What is expected:
Every line of the data is to be transcribed without error.

Dataset records:

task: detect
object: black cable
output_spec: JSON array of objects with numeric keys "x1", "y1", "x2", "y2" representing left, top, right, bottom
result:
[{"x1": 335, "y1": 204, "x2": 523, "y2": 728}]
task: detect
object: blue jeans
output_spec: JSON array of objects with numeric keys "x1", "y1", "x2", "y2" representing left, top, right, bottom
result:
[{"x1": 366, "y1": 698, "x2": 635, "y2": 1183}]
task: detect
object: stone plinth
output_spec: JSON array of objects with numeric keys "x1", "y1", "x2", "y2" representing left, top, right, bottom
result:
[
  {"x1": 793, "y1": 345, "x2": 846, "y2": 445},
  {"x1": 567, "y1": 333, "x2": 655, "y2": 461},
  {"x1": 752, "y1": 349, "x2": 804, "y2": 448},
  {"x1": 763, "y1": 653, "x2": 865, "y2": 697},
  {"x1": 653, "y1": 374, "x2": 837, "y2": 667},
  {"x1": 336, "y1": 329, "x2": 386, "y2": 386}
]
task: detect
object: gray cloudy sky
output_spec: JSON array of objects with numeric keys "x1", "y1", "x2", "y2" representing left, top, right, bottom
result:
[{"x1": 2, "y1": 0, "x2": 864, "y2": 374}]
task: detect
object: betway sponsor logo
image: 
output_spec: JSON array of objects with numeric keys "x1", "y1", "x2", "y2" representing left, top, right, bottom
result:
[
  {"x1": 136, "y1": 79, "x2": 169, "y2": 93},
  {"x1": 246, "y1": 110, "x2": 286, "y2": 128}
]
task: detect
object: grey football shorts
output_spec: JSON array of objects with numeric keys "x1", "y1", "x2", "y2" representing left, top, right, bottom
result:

Response to the exercise:
task: detect
object: black cable
output_spec: JSON array of objects with numeric keys "x1", "y1", "x2", "y2" representing left, top, right, bottom
result:
[{"x1": 335, "y1": 204, "x2": 523, "y2": 728}]
task: detect
object: blue jeans
output_spec: JSON array of objects with numeric keys "x1", "y1", "x2", "y2" representing left, top, right, bottom
result:
[{"x1": 366, "y1": 698, "x2": 635, "y2": 1183}]
task: detect
object: stone plinth
output_spec: JSON array of objects with numeric keys "x1", "y1", "x2", "y2" representing left, top, right, bottom
result:
[
  {"x1": 793, "y1": 345, "x2": 846, "y2": 445},
  {"x1": 567, "y1": 333, "x2": 655, "y2": 461},
  {"x1": 752, "y1": 349, "x2": 804, "y2": 448},
  {"x1": 763, "y1": 653, "x2": 865, "y2": 697},
  {"x1": 653, "y1": 374, "x2": 837, "y2": 667},
  {"x1": 336, "y1": 329, "x2": 386, "y2": 386}
]
task: detect
object: gray cloudy sky
output_spec: JSON array of objects with numeric keys "x1", "y1", "x2", "y2" representing left, top, right, bottom
result:
[{"x1": 2, "y1": 0, "x2": 864, "y2": 374}]
task: detect
object: betway sponsor logo
image: 
output_spec: JSON array of objects with numeric keys "x1", "y1", "x2", "y2" representing left, top, right, bottom
result:
[
  {"x1": 136, "y1": 79, "x2": 169, "y2": 93},
  {"x1": 246, "y1": 110, "x2": 286, "y2": 128}
]
task: detect
object: grey football shorts
output_spec: JSON array of objects with numeric keys "x1", "y1", "x2", "y2" representing left, top, right, bottom
result:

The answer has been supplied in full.